* Work item
Each line below should be repeated exactly as it stands.
Source material section start
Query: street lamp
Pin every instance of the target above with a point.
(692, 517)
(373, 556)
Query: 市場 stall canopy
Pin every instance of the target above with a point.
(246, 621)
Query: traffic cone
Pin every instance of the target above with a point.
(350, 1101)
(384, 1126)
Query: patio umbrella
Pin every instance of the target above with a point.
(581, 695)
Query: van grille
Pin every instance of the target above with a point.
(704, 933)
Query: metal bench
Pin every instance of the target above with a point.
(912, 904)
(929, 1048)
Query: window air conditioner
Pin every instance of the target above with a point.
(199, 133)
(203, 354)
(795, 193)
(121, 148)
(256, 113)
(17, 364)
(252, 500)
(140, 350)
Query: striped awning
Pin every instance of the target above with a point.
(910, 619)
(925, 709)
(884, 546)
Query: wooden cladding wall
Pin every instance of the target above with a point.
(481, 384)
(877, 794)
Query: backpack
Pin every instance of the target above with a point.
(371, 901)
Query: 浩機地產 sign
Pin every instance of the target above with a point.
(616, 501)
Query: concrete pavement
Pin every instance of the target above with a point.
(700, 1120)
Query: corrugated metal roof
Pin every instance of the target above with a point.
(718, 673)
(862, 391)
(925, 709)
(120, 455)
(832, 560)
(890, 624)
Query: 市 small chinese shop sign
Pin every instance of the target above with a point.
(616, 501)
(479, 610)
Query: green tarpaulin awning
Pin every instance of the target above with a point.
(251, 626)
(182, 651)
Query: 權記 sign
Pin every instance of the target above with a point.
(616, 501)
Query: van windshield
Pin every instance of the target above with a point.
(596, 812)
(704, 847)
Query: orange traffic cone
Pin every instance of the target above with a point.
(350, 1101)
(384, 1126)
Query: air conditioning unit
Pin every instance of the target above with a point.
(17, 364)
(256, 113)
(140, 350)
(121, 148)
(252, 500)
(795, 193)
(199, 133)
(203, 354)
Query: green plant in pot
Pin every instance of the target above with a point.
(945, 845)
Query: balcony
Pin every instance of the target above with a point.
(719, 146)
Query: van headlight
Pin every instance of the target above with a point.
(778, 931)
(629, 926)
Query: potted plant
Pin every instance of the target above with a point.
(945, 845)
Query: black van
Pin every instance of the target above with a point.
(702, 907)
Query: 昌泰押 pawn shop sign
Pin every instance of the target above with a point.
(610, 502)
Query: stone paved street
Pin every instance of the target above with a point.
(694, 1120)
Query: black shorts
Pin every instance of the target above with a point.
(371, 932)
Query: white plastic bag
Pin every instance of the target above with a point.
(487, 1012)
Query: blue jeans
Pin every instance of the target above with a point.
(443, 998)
Source material section end
* Solved problem
Query: street lamp
Pin every instance of the target above with a point.
(692, 517)
(373, 556)
Query: 市場 stall canopy
Pin every instance of the target above with a point.
(246, 621)
Query: traffic cone
Pin every instance of the target above with a point.
(350, 1101)
(384, 1126)
Query: patio umbrella
Pin every instance of the target above with a point.
(581, 695)
Query: van grille
Pin every instance of the target above with a point.
(704, 933)
Query: metal bench
Pin every instance of the target above with a point.
(912, 904)
(929, 1048)
Query: window air conditioner
Pin every instance of the target above with a point.
(199, 133)
(203, 354)
(795, 193)
(121, 148)
(256, 113)
(17, 364)
(252, 500)
(140, 350)
Query: striped awning
Pin every instance of the target above with a point.
(910, 619)
(925, 709)
(884, 546)
Query: wooden cladding wall
Pin every instance of the target above with a point.
(481, 384)
(877, 794)
Query: backpack
Pin every instance of the target above with a point.
(371, 901)
Query: 浩機地產 sign
Pin every instance of the target above with a point.
(616, 501)
Query: concrete pavement
Pin every instance of the target above with a point.
(700, 1120)
Query: corrugated metal roof
Pin every instance of the target above with a point.
(718, 673)
(862, 391)
(925, 709)
(120, 455)
(832, 560)
(890, 624)
Query: 市 small chinese shop sign
Pin every instance of the target above with a point.
(616, 501)
(479, 610)
Query: green tarpaulin awning
Pin every instance of the target above with a point.
(251, 626)
(182, 651)
Query: 權記 sign
Pin every instance of the target above with a point.
(616, 501)
Query: van windshield
Pin every instance of the target above with a point.
(596, 812)
(704, 847)
Query: orange traffic cone
Pin every instance of the target above with a point.
(350, 1101)
(384, 1126)
Query: air conditioning unit
Pin every instance of the target above with a point.
(17, 364)
(256, 113)
(140, 350)
(121, 148)
(252, 500)
(795, 193)
(199, 133)
(203, 354)
Query: green plant in pot
Pin every instance of the target above with a point.
(945, 845)
Query: balcony
Pin every instance of the target above with a point.
(719, 146)
Query: van headlight
Pin every instance of the target above with a point.
(778, 931)
(629, 926)
Query: potted plant
Pin every instance of the target above with a point.
(945, 845)
Query: black van
Pin every instance of the target above with a point.
(702, 907)
Query: 昌泰押 pawn shop sign
Pin every instance of the target above with a point.
(610, 502)
Query: stone paved street
Pin every instance of the target above with a point.
(694, 1120)
Query: black shorts
Pin every instance of the target above with a point.
(371, 932)
Query: white plastic bag
Pin every instance of the target above with a point.
(487, 1012)
Query: blue jeans
Pin every instance of the target above with a point.
(443, 998)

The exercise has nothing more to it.